● Exercices proposés:
1. Dans l'extrait sur la sanction de déplacement d'office, quelle somme M. A B demande-t-il de mettre à la charge de l'État ?
2. Poursuivez l'extrait sur la sanction de déplacement d'office à partir de sa dernière phrase.

● Extrait à lire:

Vu la procédure suivante
:
Par une requête, enregistrée le 6 décembre 2022, M. A B, représenté par la société d'avocats Juriscal, demande au tribunal :
1°) d'annuler l'arrêté du 14 octobre 2022 par lequel le ministre de l'économie, des finances et de la souveraineté industrielle et numérique a prononcé à son encontre la sanction disciplinaire du déplacement d'office ainsi que l'arrêté ministériel du 27 octobre 2022 portant affectation à la direction départementale des finances publiques du Pas-de-Calais à compter du 1er janvier 2023 ;
2°) de mettre à la charge de l'Etat la somme de 350 000 francs CFP en application de l'article
L. 761-1 du code de justice administrative.
Il soutient que :
- cette sanction disciplinaire du déplacement d'office lui a causé de nombreux préjudices alors qu'elle est entachée de plusieurs illégalités ;
- les faits qui lui sont reprochés ne justifiaient en rien cette sanction qui apparaît disproportionnée et entachée d'erreur d'appréciation ; les propos qu'il a tenus ont été sortis de leur contexte et ne comportaient aucune connotation sexuelle même s'il reconnaît avoir pu être maladroit ; d'autres faits rapportés par des agents sont totalement inexacts et les propos qu'on lui impute sont faux ;
- ces faits ont été rapportés par seulement cinq agents sur quinze que comporte le service et auxquels il avait fait des remarques concernant leur comportement professionnel défaillant ;
- ces agents se sont ligués contre lui pour lui porter préjudice alors que les autres agents du service ont témoigné n'avoir eu aucun souci avec lui ;
- les droits de la défense ont été méconnus ainsi que la procédure contradictoire ; il a présenté un mémoire complémentaire qui ne figure pas dans la décision attaquée et la note rédigée par la direction des finances publiques de Nouvelle-Calédonie du 13 juillet 2022 ne lui a été communiquée dans son intégralité que quelques jours avant la tenue de la commission disciplinaire ;
- la décision de l'affecter dans le Pas-de-Calais constitue une seconde sanction disciplinaire dès lors qu'il ne lui a pas été laissé le choix de cette affectation comme cela aurait dû être le cas à l'issue de son séjour et il aurait dû être affecté en Loire-Atlantique, dernier département d'affectation ; il a par ailleurs été sanctionné préalablement à l'enquête disciplinaire dès lors qu'il a été mis à l'écart du service du mois d'octobre 2021 au mois de décembre 2021.

(Lignes du jeu de données d'annotation par points)

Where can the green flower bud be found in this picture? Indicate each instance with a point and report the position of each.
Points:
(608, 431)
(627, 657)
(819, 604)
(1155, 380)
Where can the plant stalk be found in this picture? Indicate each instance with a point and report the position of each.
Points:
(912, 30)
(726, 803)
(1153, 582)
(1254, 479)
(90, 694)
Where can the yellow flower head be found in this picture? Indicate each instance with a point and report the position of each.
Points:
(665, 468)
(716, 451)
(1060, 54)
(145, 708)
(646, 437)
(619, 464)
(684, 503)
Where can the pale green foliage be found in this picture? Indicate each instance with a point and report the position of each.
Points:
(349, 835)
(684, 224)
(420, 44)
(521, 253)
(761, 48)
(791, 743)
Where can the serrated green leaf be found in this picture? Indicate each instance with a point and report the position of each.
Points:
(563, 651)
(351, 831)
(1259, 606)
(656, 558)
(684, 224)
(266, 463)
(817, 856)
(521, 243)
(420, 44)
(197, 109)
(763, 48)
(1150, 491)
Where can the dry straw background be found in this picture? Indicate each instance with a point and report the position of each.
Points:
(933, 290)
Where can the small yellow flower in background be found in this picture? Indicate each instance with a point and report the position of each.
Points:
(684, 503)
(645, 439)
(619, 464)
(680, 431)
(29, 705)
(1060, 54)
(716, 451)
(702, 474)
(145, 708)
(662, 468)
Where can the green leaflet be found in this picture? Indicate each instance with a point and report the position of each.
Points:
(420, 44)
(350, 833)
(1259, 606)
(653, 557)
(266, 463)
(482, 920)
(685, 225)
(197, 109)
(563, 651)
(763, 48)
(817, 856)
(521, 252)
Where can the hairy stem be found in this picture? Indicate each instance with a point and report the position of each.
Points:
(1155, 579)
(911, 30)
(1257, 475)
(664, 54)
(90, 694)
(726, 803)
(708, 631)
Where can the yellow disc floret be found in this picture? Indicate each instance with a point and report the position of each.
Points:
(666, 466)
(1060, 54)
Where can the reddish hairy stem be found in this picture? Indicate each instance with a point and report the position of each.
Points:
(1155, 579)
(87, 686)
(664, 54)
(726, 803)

● Liste des réponses:
1. 350 000 francs CFP.

2.
Par un mémoire en défense, enregistré le 17 mars 2023, le haut-commissaire de la République en Nouvelle-Calédonie conclut au rejet de la requête.
Il fait valoir que :
- les décisions contestées ne sont pas entachées d'erreur d'appréciation ou de disproportion au vu des faits constatés ; neuf agents ont émis un signalement sur dix-huit agents travaillant à la paierie, responsable exclu ; les faits sont établis au vu des témoignages recueillis et des auditions effectuées ; aucun élément ne permet d'établir que ses deux adjoints et sept agents se seraient ligués contre lui ;
- il a ainsi été constaté l'impossibilité de laisser le requérant exercer ses fonctions tout en retenant une sanction du deuxième groupe, justifiée et proportionnée aux fautes commises ;
- la nouvelle affectation du requérant a été déterminée au vu de ses défaillances managériales en retenant des fonctions administratives et non comptables, ce qui ne saurait être regardé comme une nouvelle sanction disciplinaire ;
- l'affectation de l'intéressé dans le Pas-de-Calais a été faite dans le cadre d'une sanction disciplinaire et non d'une mutation de sorte que le dispositif de retour mentionné par l'intéressé n'est pas opérant ;
- les mesures prises entre octobre et décembre 2021 sont uniquement conservatoires et ne constituent aucunement des sanctions disciplinaires ;
- M. B a pu bénéficier de ses droits à la défense : il a reçu notification par courrier du 20 avril 2022 de l'engagement de la procédure disciplinaire et de ses motifs, par lettre du 29 avril 2022, ainsi que de son droit de prendre connaissance de son dossier et d'être assisté par un défenseur de son choix ; il a signalé son souhait de comparaître devant la commission de discipline, a consulté son dossier individuel le 4 mai 2022 et le 13 septembre 2022 et présenté des observations en défense le 10 mai 2022.
Vu les autres pièces du dossier.
Vu :
- le code général de la fonction publique ;
- le code de justice administrative.
Les parties ont été régulièrement averties du jour de l'audience.
Ont été entendus au cours de l'audience publique :
- le rapport de M. Pilven, premier conseiller,
- les conclusions de Mme Peuvrel, rapporteure publique,
- et les observations de Me Blaise de la SELARL Juriscal représentant M. B et de M. C représentant le haut-commissaire de la République en Nouvelle-Calédonie.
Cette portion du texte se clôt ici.